* DAFTAR TUGAS *
- 1) Jawab berdasarkan artikel tentang pemilihan presiden langsung:
(a) Pasal UUD 1945 mana yang mengamanatkan pemilihan Presiden dan Wakil Presiden secara langsung oleh rakyat?
(b) Apa nomor dan tahun undang-undang yang mengatur Pemilihan Presiden dan Wakil Presiden?
(c) Dua hal apa yang sekurang-kurangnya harus dihasilkan bila pemilihan langsung diatur dengan baik?
- 2) Tolong ringkas paragraf artikel tentang pemilihan presiden langsung yang diawali "Hasil perubahan UUD 1945" tanpa membuang fakta pokoknya.
- 3) Lanjutkan artikel tentang pemilihan presiden langsung mulai dari kalimat terakhirnya.

* ARTIKEL *
━━━━━━
PEMILIHAN PRESIDEN LANGSUNG
SUBSTANSI DAN PROBLEMATIKANYA
Oleh : Zainal Arifin
Keputusan politik untuk melakukan pemilihan umum
Presiden dan Wakil Presiden secara langsung sebetulnya
sudah merupakan sebuah langkah maju. Sekaligus menjanjikan
kultur politik demokratis di masa depan. Problemnya
adalah bagaimana hal tersebut dapat diatur secara
baik sehingga akan berujung pada sekurang-kurangnya
dua hal yakni, munculnya pemimpin yang berkualitas
di satu sisi, dan pada sisi lainnya juga sebagai
momentum untuk menumbuhkan kualitas partisipasi
politik rakyat. Dengan demikian, rakyat tidak hanya
sekedar dimobilisir tetapi sekaligus memperoleh
pendidikan dan pencerahan politik.
Hasil perubahan UUD 1945 jelas mengamanatkan
perlunya pemilihan Presiden dan Wakil Presiden dilakukan
secara langsung oleh rakyat (Pasal 6A UUD 1945).
Akan tetapi, yang kemudian melahirkan perdebatan
dan silang pendapat terutama adalah penguraian ketentuan
konstitusi tersebut ke dalam Undang-Undang (UU)
yang mengatur prosedur, mekanisme dan persyaratan
calon Presiden. Hal ini terlihat jelas dalam proses
pembahasan Rancangan Undang-Undang tentang Pemilihan
Presiden dan Wakil Presiden, yang telah disahkan
menjadi Undang-Undang No. 23 tahun 2003 pada bulan
Juli lalu.
Akan tetapi harus diakui, UU No. 23
tahun 2003 tentang Pemilihan Presiden dan Wakil
Presiden (selanjutnya disebut UU Pilpres) tersebut
dalam dirinya masih mengandung kontroversi dan kelemahan-kelemahan.
Dalam tulisan ini akan disinggung beberapa kelemahan
pokok dari UU tersebut yang berimplikasi serius
terhadap kualitas partisipasi politik dan upaya
perlindungan bagi hak pemilih.
━━━━━━
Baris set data
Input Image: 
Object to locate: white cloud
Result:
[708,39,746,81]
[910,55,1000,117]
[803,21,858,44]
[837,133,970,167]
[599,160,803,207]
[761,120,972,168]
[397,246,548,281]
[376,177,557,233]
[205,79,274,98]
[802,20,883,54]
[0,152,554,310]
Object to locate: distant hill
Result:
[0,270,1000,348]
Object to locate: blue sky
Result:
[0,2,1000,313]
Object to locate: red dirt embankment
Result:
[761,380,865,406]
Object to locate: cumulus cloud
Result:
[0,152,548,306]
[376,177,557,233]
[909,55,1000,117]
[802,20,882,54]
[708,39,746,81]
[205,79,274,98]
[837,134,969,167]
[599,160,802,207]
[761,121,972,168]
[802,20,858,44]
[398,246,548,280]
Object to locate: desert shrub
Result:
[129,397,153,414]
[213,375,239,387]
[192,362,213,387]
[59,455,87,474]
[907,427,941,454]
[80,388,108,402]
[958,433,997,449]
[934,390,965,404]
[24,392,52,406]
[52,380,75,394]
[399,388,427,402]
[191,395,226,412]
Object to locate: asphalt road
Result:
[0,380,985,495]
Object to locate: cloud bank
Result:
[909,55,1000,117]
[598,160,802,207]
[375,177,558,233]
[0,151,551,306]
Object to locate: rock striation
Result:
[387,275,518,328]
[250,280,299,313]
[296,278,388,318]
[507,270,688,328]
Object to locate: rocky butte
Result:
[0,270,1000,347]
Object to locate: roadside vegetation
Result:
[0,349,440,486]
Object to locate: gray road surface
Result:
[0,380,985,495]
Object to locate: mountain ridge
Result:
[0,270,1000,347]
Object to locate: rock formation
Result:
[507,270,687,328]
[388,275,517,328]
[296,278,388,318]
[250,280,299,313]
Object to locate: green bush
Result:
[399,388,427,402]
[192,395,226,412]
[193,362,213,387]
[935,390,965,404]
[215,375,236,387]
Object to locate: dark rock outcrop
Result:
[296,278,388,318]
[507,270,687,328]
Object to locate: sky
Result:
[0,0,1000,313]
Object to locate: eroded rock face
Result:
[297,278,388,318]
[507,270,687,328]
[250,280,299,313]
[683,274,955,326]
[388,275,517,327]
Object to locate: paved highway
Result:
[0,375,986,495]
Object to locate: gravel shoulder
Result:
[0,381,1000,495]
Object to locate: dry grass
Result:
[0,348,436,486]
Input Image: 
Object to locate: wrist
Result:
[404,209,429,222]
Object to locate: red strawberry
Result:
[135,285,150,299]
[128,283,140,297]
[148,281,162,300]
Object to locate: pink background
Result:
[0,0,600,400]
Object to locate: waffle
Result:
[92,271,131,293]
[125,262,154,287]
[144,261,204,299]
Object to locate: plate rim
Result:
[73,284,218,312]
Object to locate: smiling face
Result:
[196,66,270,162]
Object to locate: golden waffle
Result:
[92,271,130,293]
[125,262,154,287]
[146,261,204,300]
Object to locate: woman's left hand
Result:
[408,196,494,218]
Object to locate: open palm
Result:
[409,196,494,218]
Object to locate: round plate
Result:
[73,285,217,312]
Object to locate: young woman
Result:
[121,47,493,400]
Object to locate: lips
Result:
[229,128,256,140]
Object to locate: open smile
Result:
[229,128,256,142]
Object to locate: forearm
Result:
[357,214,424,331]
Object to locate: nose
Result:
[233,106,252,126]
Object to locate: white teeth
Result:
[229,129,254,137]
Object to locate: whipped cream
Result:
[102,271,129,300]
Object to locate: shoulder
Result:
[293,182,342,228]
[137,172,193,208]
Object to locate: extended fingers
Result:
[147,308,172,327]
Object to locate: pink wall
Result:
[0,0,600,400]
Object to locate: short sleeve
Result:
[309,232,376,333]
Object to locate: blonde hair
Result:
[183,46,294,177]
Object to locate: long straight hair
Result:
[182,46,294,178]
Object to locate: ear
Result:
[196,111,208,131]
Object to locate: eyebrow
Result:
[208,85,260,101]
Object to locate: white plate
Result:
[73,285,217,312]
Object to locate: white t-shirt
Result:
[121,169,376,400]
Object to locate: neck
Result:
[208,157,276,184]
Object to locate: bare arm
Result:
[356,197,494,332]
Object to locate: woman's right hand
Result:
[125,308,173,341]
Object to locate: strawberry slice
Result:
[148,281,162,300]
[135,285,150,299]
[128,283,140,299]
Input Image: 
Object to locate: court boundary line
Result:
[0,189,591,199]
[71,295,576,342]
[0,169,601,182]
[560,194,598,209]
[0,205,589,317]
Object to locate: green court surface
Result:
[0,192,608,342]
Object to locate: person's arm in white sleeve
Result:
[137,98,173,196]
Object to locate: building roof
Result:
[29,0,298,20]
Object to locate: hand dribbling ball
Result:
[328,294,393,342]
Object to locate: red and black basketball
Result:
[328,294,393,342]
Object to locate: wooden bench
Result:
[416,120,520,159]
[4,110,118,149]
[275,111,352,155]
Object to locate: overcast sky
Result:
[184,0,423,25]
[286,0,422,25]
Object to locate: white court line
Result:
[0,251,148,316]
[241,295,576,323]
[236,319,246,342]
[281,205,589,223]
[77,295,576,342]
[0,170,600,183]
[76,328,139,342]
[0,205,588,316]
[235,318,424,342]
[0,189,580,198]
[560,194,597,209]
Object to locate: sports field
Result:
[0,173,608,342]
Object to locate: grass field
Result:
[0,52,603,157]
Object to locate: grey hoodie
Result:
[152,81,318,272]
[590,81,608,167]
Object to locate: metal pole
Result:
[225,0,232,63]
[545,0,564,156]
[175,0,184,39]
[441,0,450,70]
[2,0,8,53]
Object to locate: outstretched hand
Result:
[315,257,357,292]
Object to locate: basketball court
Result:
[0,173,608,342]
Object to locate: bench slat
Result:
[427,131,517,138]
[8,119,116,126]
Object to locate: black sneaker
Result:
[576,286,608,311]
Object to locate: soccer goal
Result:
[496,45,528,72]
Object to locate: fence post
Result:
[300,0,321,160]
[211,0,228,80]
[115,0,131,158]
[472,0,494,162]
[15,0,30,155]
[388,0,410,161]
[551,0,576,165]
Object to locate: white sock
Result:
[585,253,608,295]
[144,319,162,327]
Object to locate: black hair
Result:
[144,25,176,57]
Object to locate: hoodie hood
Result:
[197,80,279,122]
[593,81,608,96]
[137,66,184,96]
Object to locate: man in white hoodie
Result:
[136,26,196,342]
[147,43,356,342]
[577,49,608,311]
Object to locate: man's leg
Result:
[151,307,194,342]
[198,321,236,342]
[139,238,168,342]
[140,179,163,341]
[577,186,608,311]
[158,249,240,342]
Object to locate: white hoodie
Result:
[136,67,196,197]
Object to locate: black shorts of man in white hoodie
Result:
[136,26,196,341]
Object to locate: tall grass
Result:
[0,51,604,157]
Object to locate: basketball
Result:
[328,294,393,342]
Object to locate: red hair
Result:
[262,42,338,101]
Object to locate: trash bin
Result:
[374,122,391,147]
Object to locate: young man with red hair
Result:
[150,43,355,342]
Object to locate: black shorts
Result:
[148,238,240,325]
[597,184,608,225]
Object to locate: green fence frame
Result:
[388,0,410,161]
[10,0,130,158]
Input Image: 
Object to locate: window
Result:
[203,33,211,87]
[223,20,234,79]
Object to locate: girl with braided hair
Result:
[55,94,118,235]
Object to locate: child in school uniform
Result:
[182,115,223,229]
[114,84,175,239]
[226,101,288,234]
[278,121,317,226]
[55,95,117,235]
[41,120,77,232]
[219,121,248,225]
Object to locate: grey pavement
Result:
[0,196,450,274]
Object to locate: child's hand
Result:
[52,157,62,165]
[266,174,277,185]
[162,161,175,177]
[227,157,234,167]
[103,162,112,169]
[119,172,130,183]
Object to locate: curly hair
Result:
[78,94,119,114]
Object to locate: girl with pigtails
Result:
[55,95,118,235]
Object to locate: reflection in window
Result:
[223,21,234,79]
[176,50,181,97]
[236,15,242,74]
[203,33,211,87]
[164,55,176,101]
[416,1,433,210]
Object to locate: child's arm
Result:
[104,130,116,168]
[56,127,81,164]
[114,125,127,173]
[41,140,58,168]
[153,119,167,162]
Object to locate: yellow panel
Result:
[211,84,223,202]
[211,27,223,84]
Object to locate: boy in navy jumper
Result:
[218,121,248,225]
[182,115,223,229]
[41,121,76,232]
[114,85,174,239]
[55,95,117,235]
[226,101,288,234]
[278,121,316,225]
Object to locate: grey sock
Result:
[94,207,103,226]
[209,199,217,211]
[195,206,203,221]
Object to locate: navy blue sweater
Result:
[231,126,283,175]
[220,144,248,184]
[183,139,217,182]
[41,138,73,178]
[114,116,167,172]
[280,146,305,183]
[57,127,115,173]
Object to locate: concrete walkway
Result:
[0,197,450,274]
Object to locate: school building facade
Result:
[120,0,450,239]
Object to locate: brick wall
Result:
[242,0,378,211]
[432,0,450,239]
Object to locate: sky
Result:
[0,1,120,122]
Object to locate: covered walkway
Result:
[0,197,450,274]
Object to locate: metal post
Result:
━━━━━━
* DAFTAR JAWABAN *
- 1)
(a) Pasal 6A UUD 1945.
(b) Undang-Undang No. 23 tahun 2003.
(c) Munculnya pemimpin yang berkualitas dan momentum untuk menumbuhkan kualitas partisipasi politik rakyat.

- 2) Perubahan UUD 1945 (Pasal 6A) mengamanatkan pemilihan Presiden dan Wakil Presiden secara langsung oleh rakyat. Perdebatan timbul terutama ketika ketentuan itu dijabarkan ke dalam undang-undang tentang prosedur, mekanisme, dan persyaratan calon Presiden. Hal ini tampak dalam pembahasan RUU Pemilihan Presiden dan Wakil Presiden, yang disahkan menjadi UU No. 23 tahun 2003 pada bulan Juli lalu.

- 3)
Karena pemilihan presiden secara langsung
relatif masih baru, tentu banyak segi yang perlu
disoroti. Fokus tulisan ini ialah pada substansi
dan problematika pemilihan Presiden dari perspektif
pemilih, yang semestinya dilindungi oleh UU. Hak
dan kepentingan pemilih adalah soal yang terabaikan
dalam wacana publik selama ini, termasuk dalam proses
pembahasan RUU Pilpres.
Melindungi Pemilih
Salah satu isu penting dalam pembahasan
RUU Pilpres adalah menyangkut proses penetapan persyaratan
dalam seleksi calon Presiden. Hal ini penting ditekankan
karena kita menghendaki agar rakyat tidak salah
dalam menentukan pilihannya kelak. Dengan kata lain,
memilih orang yang dianggap tepat dan layak. Mengapa
demikian? Karena di dalam sistem presidensial, rakyat
hanya diberi kesempatan memilih sekali dalam lima
tahun. Prinsipnya adalah, presiden terpilih memangku
jabatan tetap (fixed term) selama periode lima tahun.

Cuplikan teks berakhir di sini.